Records from a data collection

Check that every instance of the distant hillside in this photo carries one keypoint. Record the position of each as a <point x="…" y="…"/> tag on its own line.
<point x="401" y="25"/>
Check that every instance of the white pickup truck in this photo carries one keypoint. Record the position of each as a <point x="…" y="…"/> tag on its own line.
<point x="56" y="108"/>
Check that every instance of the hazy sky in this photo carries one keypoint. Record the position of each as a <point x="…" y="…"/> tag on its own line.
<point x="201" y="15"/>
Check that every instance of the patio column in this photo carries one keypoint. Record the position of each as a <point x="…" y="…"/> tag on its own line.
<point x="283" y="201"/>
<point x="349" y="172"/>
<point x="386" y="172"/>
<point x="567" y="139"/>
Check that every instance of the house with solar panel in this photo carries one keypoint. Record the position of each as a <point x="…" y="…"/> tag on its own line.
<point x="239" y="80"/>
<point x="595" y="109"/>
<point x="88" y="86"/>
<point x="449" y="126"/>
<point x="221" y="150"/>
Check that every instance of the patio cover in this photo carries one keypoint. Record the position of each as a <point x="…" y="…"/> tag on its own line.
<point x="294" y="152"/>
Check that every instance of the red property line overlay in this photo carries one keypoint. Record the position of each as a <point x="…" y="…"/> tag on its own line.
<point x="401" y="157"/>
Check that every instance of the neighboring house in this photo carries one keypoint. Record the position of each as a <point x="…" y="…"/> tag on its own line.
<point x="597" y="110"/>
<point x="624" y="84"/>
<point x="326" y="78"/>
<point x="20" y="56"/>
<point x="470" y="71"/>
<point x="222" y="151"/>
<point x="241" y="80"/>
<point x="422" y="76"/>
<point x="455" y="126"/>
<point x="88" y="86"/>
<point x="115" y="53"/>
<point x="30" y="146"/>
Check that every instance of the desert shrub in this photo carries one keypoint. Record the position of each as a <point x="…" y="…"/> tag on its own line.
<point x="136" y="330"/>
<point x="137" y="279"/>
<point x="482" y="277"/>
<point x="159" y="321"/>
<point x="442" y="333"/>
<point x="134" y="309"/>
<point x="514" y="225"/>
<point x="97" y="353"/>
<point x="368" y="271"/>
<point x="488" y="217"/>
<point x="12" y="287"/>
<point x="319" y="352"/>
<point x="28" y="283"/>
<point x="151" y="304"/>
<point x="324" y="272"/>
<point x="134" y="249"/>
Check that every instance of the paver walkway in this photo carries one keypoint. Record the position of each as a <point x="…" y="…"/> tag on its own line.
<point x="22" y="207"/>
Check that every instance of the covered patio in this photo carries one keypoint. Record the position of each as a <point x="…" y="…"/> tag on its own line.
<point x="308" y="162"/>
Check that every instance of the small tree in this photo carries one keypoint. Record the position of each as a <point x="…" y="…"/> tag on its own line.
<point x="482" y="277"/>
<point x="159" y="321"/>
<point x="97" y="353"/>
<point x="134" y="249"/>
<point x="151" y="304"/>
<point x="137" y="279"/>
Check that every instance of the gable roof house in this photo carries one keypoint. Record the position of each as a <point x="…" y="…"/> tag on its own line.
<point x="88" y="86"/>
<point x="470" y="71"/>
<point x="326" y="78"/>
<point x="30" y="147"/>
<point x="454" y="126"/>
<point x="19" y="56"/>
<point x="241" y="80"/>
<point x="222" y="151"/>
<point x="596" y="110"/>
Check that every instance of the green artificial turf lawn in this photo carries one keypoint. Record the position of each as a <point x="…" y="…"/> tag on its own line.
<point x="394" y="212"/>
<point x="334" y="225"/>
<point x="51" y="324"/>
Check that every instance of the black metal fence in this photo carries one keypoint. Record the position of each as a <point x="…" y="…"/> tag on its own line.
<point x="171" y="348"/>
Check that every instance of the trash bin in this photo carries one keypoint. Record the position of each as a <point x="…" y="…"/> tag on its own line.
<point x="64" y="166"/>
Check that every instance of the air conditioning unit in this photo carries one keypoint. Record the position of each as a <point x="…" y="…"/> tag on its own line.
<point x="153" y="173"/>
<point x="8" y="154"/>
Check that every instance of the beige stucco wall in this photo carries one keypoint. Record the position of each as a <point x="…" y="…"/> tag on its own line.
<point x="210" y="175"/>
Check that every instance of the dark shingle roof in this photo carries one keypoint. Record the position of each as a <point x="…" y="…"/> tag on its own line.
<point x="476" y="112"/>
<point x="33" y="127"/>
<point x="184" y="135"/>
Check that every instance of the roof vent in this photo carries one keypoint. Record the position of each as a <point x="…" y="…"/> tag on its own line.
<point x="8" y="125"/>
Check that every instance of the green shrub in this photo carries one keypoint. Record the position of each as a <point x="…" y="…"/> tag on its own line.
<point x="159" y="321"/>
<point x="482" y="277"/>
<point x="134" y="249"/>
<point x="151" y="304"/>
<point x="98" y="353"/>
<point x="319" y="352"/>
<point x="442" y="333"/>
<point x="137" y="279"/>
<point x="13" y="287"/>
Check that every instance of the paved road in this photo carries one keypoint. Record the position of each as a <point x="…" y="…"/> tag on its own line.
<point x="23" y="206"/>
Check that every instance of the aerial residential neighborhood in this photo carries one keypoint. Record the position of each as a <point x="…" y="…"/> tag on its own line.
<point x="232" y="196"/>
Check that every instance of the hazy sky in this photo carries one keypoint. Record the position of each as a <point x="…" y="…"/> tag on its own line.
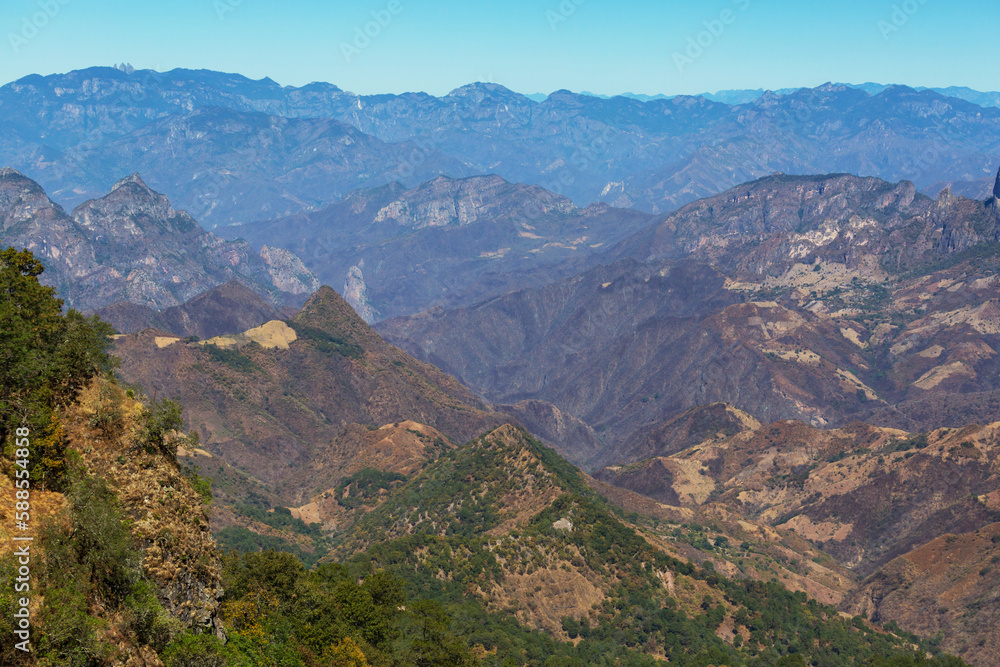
<point x="647" y="46"/>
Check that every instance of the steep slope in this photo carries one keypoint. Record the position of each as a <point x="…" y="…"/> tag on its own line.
<point x="880" y="501"/>
<point x="122" y="560"/>
<point x="503" y="522"/>
<point x="447" y="241"/>
<point x="829" y="299"/>
<point x="655" y="155"/>
<point x="277" y="404"/>
<point x="132" y="245"/>
<point x="228" y="308"/>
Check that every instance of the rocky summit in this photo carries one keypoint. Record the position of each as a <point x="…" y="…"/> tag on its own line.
<point x="132" y="245"/>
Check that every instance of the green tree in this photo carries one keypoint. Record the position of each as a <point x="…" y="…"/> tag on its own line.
<point x="46" y="357"/>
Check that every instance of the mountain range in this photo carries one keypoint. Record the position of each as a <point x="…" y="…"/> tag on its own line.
<point x="232" y="150"/>
<point x="132" y="245"/>
<point x="780" y="388"/>
<point x="823" y="299"/>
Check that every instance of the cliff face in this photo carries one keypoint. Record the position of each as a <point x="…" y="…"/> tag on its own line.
<point x="122" y="559"/>
<point x="132" y="245"/>
<point x="170" y="519"/>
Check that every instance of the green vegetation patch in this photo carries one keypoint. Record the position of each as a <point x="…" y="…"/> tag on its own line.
<point x="326" y="342"/>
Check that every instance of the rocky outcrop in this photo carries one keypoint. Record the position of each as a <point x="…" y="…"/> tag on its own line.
<point x="448" y="241"/>
<point x="132" y="245"/>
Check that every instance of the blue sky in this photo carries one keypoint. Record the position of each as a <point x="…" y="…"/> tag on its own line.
<point x="647" y="46"/>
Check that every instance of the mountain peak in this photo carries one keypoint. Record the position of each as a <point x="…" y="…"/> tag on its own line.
<point x="11" y="172"/>
<point x="132" y="178"/>
<point x="329" y="311"/>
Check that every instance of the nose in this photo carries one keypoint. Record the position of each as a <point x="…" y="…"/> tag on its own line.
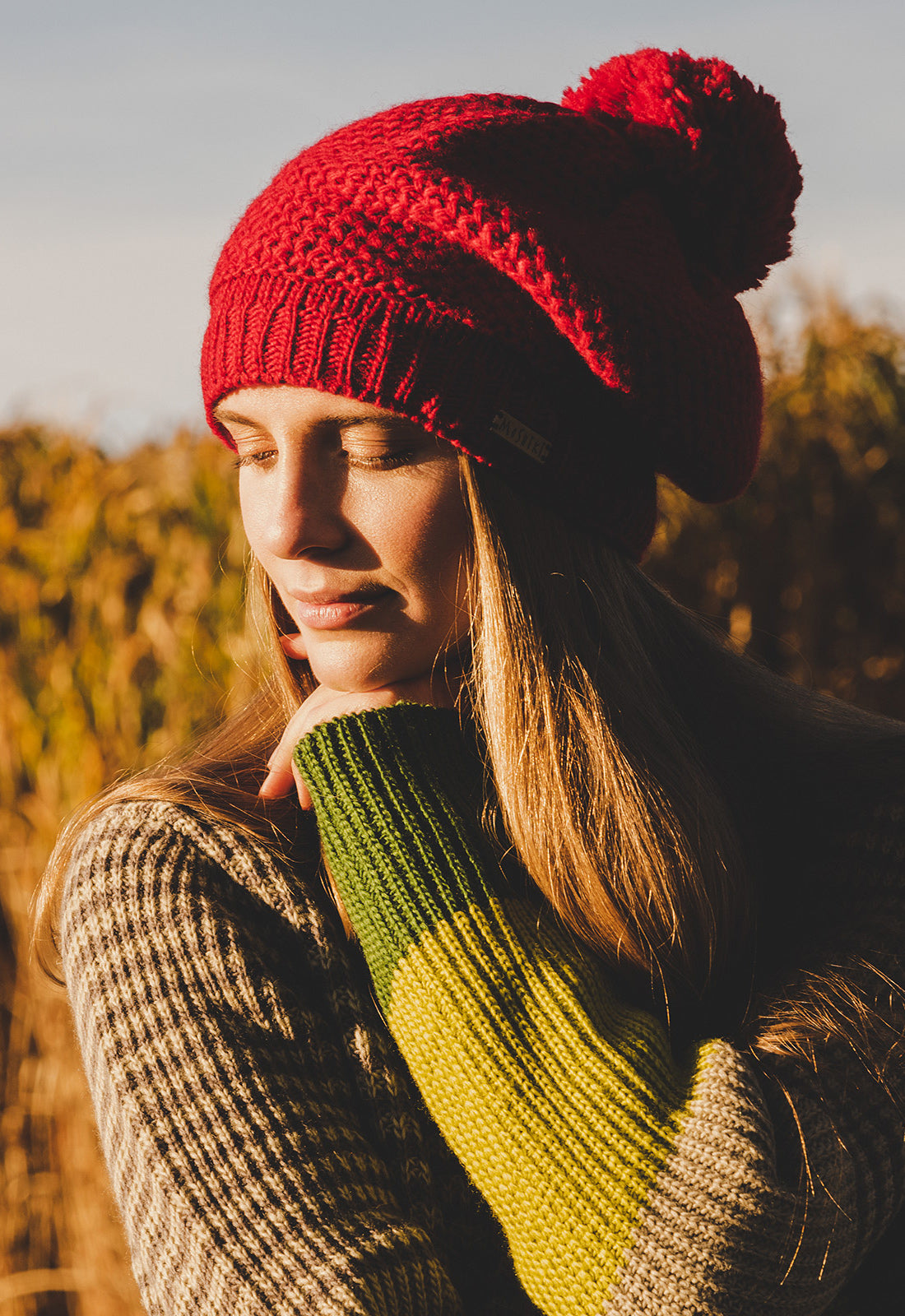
<point x="303" y="515"/>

* _TASK OBJECTIVE_:
Write the records out once more, exactly as they appear, with no pictures.

* _COMPLETED EXERCISE_:
Check that every instance of the distant hillside in this photo carries one keypoint. Record the position of each as a <point x="…" y="…"/> tag on its own line.
<point x="401" y="25"/>
Check that every instance of the white pickup truck in this photo carries one keypoint. Record the position of each as a <point x="…" y="…"/> tag on its own line.
<point x="56" y="108"/>
Check that every instance of the hazy sky in this photo carries one keypoint. Record the position of each as a <point x="…" y="…"/> tag on its own line.
<point x="201" y="15"/>
Check that every instance of the patio column in this photo carries one keypoint. Record the position of each as a <point x="…" y="…"/> tag on its own line.
<point x="283" y="201"/>
<point x="349" y="172"/>
<point x="386" y="172"/>
<point x="567" y="139"/>
Check that every instance of the house with solar panel in this photo carries one keypoint. Record the position of each as a <point x="…" y="…"/> tag on its own line.
<point x="239" y="80"/>
<point x="595" y="109"/>
<point x="88" y="86"/>
<point x="449" y="126"/>
<point x="221" y="150"/>
Check that every instance of the patio cover in this photo carries one keypoint. Record the position of each as a <point x="…" y="…"/> tag on its own line.
<point x="294" y="152"/>
Check that every instance of the red property line overlay in this photo carries one keypoint. Record the position of each as a <point x="…" y="…"/> tag on its own line.
<point x="401" y="157"/>
Check that every instance of the neighboring house in this photo carries one keypoint. Record the position of each as a <point x="…" y="…"/> tag on its own line.
<point x="597" y="110"/>
<point x="624" y="84"/>
<point x="326" y="78"/>
<point x="20" y="56"/>
<point x="470" y="71"/>
<point x="222" y="151"/>
<point x="241" y="80"/>
<point x="422" y="76"/>
<point x="455" y="126"/>
<point x="88" y="86"/>
<point x="115" y="53"/>
<point x="30" y="146"/>
Check that every instance of the desert shrub in this photo carries one keypoint. Record the position of each as a <point x="…" y="…"/> tag on its own line.
<point x="136" y="330"/>
<point x="137" y="279"/>
<point x="482" y="277"/>
<point x="159" y="321"/>
<point x="442" y="333"/>
<point x="134" y="309"/>
<point x="514" y="225"/>
<point x="97" y="353"/>
<point x="368" y="271"/>
<point x="488" y="217"/>
<point x="12" y="287"/>
<point x="319" y="352"/>
<point x="28" y="283"/>
<point x="151" y="304"/>
<point x="324" y="272"/>
<point x="134" y="249"/>
Check that every instance of the paver walkway in this photo carries one keypoint. Record the position of each as a <point x="…" y="…"/> tag on its own line.
<point x="22" y="207"/>
Check that every instance of the covered patio in this photo carries one keypoint. Record the position of each as a <point x="…" y="…"/> tag on its own line.
<point x="308" y="162"/>
Check that every instance of the small tree in this photo carries one keypoint. Record the position of each as a <point x="…" y="…"/> tag on its own line.
<point x="482" y="277"/>
<point x="159" y="321"/>
<point x="97" y="353"/>
<point x="134" y="249"/>
<point x="151" y="304"/>
<point x="137" y="279"/>
Check that every instance of the gable roof house in this photo carries one keypoint. Record the position of each as a <point x="…" y="…"/> tag on its own line.
<point x="88" y="86"/>
<point x="470" y="71"/>
<point x="326" y="78"/>
<point x="30" y="147"/>
<point x="454" y="126"/>
<point x="19" y="56"/>
<point x="241" y="80"/>
<point x="222" y="151"/>
<point x="596" y="110"/>
Check that every instance of the green artificial turf lawn in this photo carries one keypoint. Record the position of each as a <point x="…" y="…"/> tag on its own line.
<point x="394" y="212"/>
<point x="334" y="225"/>
<point x="51" y="324"/>
Check that every instance of the black metal fence in this photo carries one keypoint. Record the position of each as a <point x="…" y="…"/> tag on its own line.
<point x="171" y="348"/>
Check that every instance of the trash bin in this photo carries one keypoint. Record the position of each as a <point x="…" y="…"/> tag on its own line.
<point x="64" y="166"/>
Check that every instance of the air conditioning unit in this photo carries one keypoint. Record the position of each as a <point x="…" y="…"/> tag on its own line.
<point x="153" y="173"/>
<point x="8" y="154"/>
Check that every instance of the beige stucco wall in this photo carries one keypoint. Record the position of each as a <point x="…" y="…"/> tag on its own line.
<point x="210" y="175"/>
Check that every instance of the dark shingle roof in this photo carries one keypoint. Record the position of each as a <point x="…" y="…"/> tag on its own line.
<point x="476" y="112"/>
<point x="33" y="127"/>
<point x="184" y="135"/>
Check that every instance of the roof vent in this photo carries one keypoint. Record the position of each as a <point x="…" y="…"/> tag on its own line.
<point x="8" y="125"/>
Check that every instance of the green shrub in this photo carries one keypoint. Record the position of each as a <point x="…" y="…"/> tag on its own line.
<point x="159" y="321"/>
<point x="482" y="277"/>
<point x="134" y="249"/>
<point x="151" y="304"/>
<point x="98" y="353"/>
<point x="319" y="352"/>
<point x="442" y="333"/>
<point x="137" y="279"/>
<point x="13" y="287"/>
Check that every instance of the paved road in this photo carries one keypoint. Record the position of each as a <point x="…" y="…"/> tag on its own line.
<point x="23" y="206"/>
Check that every instance of the aerial residential neighborhood in this photo carries one keypoint. Record the position of each as a <point x="…" y="…"/> tag on its own line.
<point x="232" y="196"/>
Check that every instance of the hazy sky in this photo carries one keypoint. Record the position of each as a <point x="…" y="…"/> tag on its own line.
<point x="647" y="46"/>
Check that every instance of the steep slope in this photo carries one keypoint. Record the position of each as a <point x="…" y="…"/> tag on its own line.
<point x="880" y="501"/>
<point x="122" y="560"/>
<point x="503" y="522"/>
<point x="447" y="241"/>
<point x="829" y="299"/>
<point x="655" y="155"/>
<point x="277" y="404"/>
<point x="132" y="245"/>
<point x="228" y="308"/>
Check that every instance of the rocky summit in this photo carries one keypoint. Record the position of each as a <point x="…" y="…"/> tag on its own line.
<point x="132" y="245"/>
Check that every instance of the green tree in this photo carries one keypoint. Record the position of each as a <point x="…" y="…"/> tag on its own line.
<point x="46" y="357"/>
Check that every instance of the mountain range in this photo carries one keypoint. Record the position of each as a <point x="…" y="…"/> tag on its own line.
<point x="232" y="150"/>
<point x="132" y="245"/>
<point x="780" y="388"/>
<point x="823" y="299"/>
Check that every instance of the cliff face in this photo carries one keypoint. Record the position of each as a <point x="…" y="…"/> tag on its own line.
<point x="122" y="559"/>
<point x="132" y="245"/>
<point x="170" y="519"/>
Check that every instance of the green vegetation patch in this photo carries one keypoint. Record the position of each as a <point x="…" y="…"/> tag on its own line.
<point x="326" y="342"/>
Check that every instance of the rocky outcrop in this photo carries one keypoint. Record the position of each as a <point x="…" y="…"/> tag on its own line.
<point x="448" y="241"/>
<point x="132" y="245"/>
Check that every instance of the blue sky in this photo carries one keypoint. Record the position of each as a <point x="…" y="…"/> tag on its own line.
<point x="647" y="46"/>
Check that every instance of the mountain peak in this photo carries one keypoint. Record the position of each as a <point x="…" y="…"/> tag on its own line.
<point x="11" y="172"/>
<point x="132" y="178"/>
<point x="329" y="311"/>
Check that every instance of the nose in this photo carries one keypoint. Record the position of each as a <point x="…" y="…"/> tag on its own line.
<point x="303" y="515"/>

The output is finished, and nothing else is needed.